* **提示課題 A**
環境問題についての本文のうち、「この章では、市民・企業・行政」から「を占めるまでに至っています。」に至るまでの全体を一字一句そのまま書き写してください。
* **提示課題 B**
環境問題についての本文によると、グリーン購入の主要な対象である15の商品分野で、総販売額に占める環境配慮型製品の販売額の割合は全体で何%ですか。
* **提示課題 C**
環境問題についての本文を、最後の文の次から書き継いでください。

* **引用本文**
++++++
<第2章の要約>
 今日の環境問題の多くは、市民の日常生活や通常の事業活動に起因し、不特定多数の者が原因者となっており、持続可能な社会を実現するためには、市民・企業・行政などの各主体が社会のあらゆる面で自主的かつ積極的に環境への負荷の低減に取り組むことが必要です。
 この章では、市民・企業・行政の各主体がさまざまな新しい取組を始めていることについて、その背景や意識を考察していきます。


1 意識の変化と行動の変化

 近年、消費者の商品購入時における意思決定に、環境への配慮という新しい判断材料が加わってきています。例えば、商品の購入時には、約95%の消費者が環境保全に配慮した商品を選択すると回答しており、環境にやさしい商品が一般の製品と比べて割高であっても購入すると回答した者が約7割を占めています。また、こうした意識の変化に対し、環境負荷が少ない製品・サービスを優先的に購入するというグリーン購入の動きを支援するため、商品の環境情報を提供する等の取組も始まっています。こうした変化は市場にも変化を及ぼしており、グリーン購入の主要な対象となっている15の商品分野について、総販売額のうち環境配慮型製品の販売額割合を見ると、全体で30%を占めるまでに至っています。
++++++
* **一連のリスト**
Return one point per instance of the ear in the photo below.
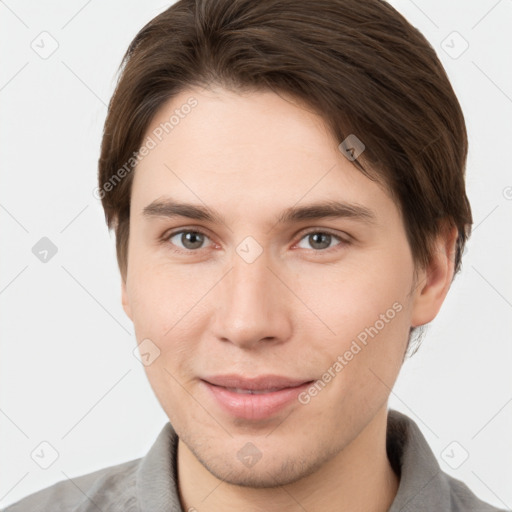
(124, 299)
(434, 281)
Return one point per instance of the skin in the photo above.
(291, 312)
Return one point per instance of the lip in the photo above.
(255, 398)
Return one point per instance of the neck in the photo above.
(359, 478)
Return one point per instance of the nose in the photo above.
(253, 305)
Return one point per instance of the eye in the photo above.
(190, 240)
(319, 240)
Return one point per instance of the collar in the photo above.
(423, 485)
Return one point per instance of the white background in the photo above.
(67, 372)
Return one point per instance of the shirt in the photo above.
(149, 484)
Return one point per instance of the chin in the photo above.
(277, 470)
++++++
* **出力 A**
この章では、市民・企業・行政の各主体がさまざまな新しい取組を始めていることについて、その背景や意識を考察していきます。


1 意識の変化と行動の変化

 近年、消費者の商品購入時における意思決定に、環境への配慮という新しい判断材料が加わってきています。例えば、商品の購入時には、約95%の消費者が環境保全に配慮した商品を選択すると回答しており、環境にやさしい商品が一般の製品と比べて割高であっても購入すると回答した者が約7割を占めています。また、こうした意識の変化に対し、環境負荷が少ない製品・サービスを優先的に購入するというグリーン購入の動きを支援するため、商品の環境情報を提供する等の取組も始まっています。こうした変化は市場にも変化を及ぼしており、グリーン購入の主要な対象となっている15の商品分野について、総販売額のうち環境配慮型製品の販売額割合を見ると、全体で30%を占めるまでに至っています。

* **出力 B**
30%

* **出力 C**
商品の購入時に環境配慮型製品をどの程度考慮するか


総販売額に対する環境に配慮した商品の割合

 さらに、市民のこうした購買に関する意識・行動の変化は、市民が企業に求める社会的役割にも変化を生じさせており、企業が社会的信用を得るために力を入れるべきものとして、回答者の7割が環境保護を挙げている調査結果もあります。また、こうした市民の関心を背景に、企業の優れた環境保全のための取組を表彰するものや、環境経営の格付を行う機関も発足するなど、どの企業がどの程度環境を考慮した経営を行っているのか、外部から評価しようとする動きもでてきています。

今後企業が社会的信用を得るために力を入れるべきこと

 このように、市民の環境への関心の高まりは、商品の購買行動に変化を与えるだけでなく、企業の行動変化の背景ともなり、環境保全型商品の普及等、市場を変える動きにつながっています。

2 市民によるさらなる環境負荷削減の可能性


 市民の意識の変化は、さまざまな環境保全のための取組の実践として表れ、全国各地で展開されています。「環境にやさしいライフスタイル」の普及を図るためのユニークな事例も多く、誰もが取り組めるように一年に一日「市内一斉エコライフデー」を設けた川口市の例や、市民共同で風力発電所を作った北海道浜頓別の例、環境保全等の市場価値を生みにくいサービスのやりとりを地域の人々の発意により活性化させるために地域通貨(エコマネー)を発行する北海道栗山町等の例など、さまざまな取組が全国各地で実践されています。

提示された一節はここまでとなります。